→ Exercise requirements: Update the part of the records that opens with the line containing "task: segment the woman's long brown hair" and closes with the line containing "M37 40L31 105L63 115L92 74Z": write those lines out again with every "brown" changed to "auburn" and nothing else altered. Return only those lines.

::::

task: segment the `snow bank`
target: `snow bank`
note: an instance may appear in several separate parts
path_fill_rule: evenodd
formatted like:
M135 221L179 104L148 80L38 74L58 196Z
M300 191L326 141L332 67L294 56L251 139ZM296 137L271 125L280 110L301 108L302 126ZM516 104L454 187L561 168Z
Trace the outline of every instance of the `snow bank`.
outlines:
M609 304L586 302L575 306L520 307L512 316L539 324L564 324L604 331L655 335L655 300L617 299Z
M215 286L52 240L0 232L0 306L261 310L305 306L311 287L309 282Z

::::

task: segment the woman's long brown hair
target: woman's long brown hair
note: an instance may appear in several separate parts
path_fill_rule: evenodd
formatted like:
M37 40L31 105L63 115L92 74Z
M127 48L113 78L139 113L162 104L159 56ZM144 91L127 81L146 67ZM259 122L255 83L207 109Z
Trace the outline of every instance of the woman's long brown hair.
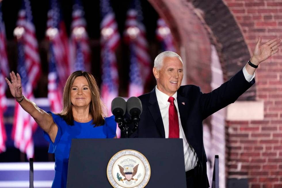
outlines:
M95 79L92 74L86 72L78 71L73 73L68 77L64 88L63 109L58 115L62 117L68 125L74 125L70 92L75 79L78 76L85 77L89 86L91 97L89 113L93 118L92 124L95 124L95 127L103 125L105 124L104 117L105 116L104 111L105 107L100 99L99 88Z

::::

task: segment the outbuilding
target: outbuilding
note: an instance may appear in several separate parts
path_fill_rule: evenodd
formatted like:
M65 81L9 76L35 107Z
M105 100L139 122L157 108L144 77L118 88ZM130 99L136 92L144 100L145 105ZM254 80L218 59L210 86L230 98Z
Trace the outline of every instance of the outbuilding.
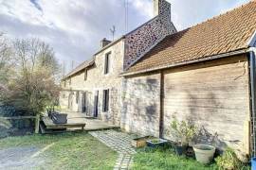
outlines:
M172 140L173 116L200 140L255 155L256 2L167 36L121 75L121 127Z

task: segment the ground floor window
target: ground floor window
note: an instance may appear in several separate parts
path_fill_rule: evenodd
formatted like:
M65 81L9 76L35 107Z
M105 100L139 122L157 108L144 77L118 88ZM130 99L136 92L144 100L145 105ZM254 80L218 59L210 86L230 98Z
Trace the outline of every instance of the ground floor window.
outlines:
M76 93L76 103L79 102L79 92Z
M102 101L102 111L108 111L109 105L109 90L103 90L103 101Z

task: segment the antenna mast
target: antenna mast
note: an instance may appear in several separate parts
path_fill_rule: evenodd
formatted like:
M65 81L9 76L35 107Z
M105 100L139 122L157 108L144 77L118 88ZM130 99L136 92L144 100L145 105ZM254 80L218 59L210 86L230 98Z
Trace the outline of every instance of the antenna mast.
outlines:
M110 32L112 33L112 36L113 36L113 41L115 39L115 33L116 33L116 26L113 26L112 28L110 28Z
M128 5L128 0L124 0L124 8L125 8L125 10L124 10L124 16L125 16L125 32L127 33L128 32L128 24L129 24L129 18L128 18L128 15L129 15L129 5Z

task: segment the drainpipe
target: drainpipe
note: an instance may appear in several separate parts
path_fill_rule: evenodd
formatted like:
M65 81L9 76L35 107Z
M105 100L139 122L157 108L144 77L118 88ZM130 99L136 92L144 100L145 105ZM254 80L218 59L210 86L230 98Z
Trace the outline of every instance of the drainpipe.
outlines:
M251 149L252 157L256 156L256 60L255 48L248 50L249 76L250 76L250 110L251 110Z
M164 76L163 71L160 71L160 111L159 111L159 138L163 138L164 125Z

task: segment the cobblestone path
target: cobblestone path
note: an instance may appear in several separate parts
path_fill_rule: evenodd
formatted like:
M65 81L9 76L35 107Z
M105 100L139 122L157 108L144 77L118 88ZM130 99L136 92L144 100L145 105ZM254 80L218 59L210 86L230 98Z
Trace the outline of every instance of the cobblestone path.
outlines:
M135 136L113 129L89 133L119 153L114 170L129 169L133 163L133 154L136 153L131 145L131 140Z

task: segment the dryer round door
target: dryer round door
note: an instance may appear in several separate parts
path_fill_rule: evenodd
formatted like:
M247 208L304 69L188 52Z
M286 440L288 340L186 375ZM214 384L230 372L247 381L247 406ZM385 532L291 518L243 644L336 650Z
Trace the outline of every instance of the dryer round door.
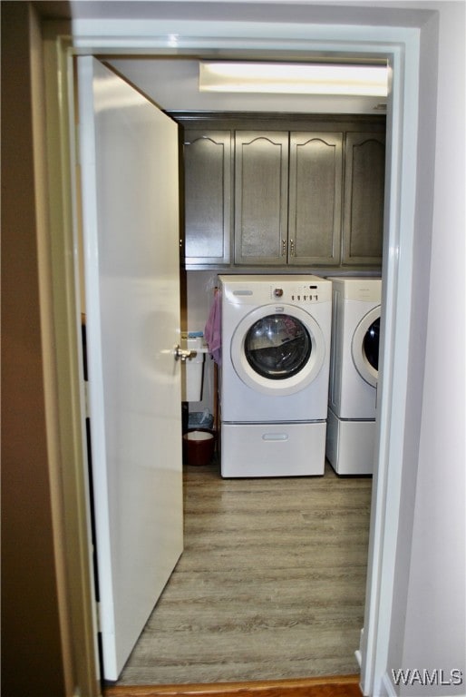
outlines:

::::

→ Exercise result:
task: segment the woman's long auburn hair
target: woman's long auburn hair
note: an instance may appear in several separate parts
path_fill_rule: evenodd
formatted like:
M37 40L31 105L63 115L92 74Z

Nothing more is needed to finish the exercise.